> Task to complete
Every line from the one with "Target: crown molding" to the end of the entries, both included, is to be copied exactly; the other lines stay out.

Saved entries
--- START ---

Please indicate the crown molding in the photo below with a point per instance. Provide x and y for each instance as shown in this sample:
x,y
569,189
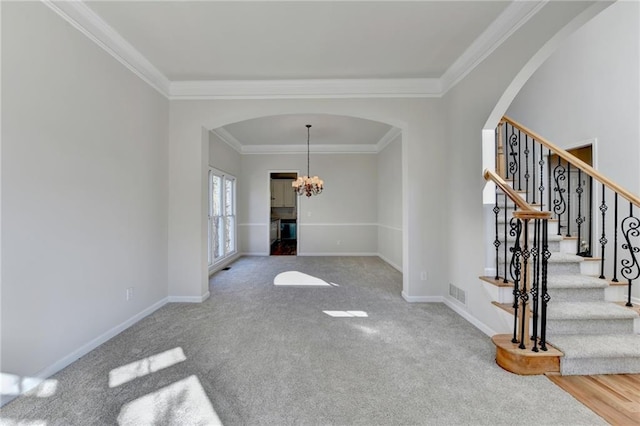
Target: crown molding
x,y
389,137
513,17
85,20
316,149
81,17
228,138
295,89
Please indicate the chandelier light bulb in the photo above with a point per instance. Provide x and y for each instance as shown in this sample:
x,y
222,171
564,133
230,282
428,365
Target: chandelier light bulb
x,y
305,184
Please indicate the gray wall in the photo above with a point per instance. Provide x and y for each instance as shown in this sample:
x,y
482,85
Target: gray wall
x,y
590,89
340,220
84,193
390,203
468,107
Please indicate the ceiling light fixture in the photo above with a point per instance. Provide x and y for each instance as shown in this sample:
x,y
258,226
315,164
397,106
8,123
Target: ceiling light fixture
x,y
308,185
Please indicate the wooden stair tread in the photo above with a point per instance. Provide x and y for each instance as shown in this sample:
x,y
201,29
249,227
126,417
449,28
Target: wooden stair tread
x,y
635,308
507,307
498,283
524,361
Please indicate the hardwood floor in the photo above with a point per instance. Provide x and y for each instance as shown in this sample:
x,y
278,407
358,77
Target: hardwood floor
x,y
615,397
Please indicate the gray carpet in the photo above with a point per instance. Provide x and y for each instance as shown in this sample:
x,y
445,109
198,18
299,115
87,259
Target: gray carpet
x,y
257,354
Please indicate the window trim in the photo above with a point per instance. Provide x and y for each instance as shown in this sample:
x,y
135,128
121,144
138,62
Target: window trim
x,y
212,260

--- END ---

> Exercise output
Target: crown molding
x,y
389,137
513,17
85,20
316,149
81,17
228,138
295,89
Please indicate the chandelier light bulb in the photo above with a point per instance. Provide x and y for each instance as shown in this sample:
x,y
222,171
564,133
230,282
428,365
Target: chandelier light bulb
x,y
305,184
Please indicate the gray wall in the photo above with a point per instance. Provide x and y for each instance as shown in this sample:
x,y
482,85
Target: gray wall
x,y
590,89
340,220
84,193
390,203
468,107
Please indicate the ceiling light fixture in the photo above with a point per instance. Provide x and y for each instance as shown in this sample:
x,y
258,226
315,164
397,106
8,123
Target: ceiling light fixture
x,y
308,185
Please indicate the wooden stair tread in the photo above with a point per instance. Provide x and y for each instance as shown in this sample:
x,y
201,29
249,227
126,417
449,28
Target: wooden stair tread
x,y
635,308
507,307
498,283
524,361
Please indicate the hardwood floor in the photo above with a point per instance. Provide x and y for each instance as shown in this sample:
x,y
278,407
358,77
Target: hardwood floor
x,y
615,397
Please indicate the gray carpet in the photo above with a point per instance. Provide x and y for each instance as shown in this sample:
x,y
445,109
198,18
299,115
87,259
Target: gray carpet
x,y
257,354
Please indicate the window trim in the photo above with a point per instance. Provide x and y for each instance as shown in this sample:
x,y
135,128
121,144
138,62
Target: window trim
x,y
212,260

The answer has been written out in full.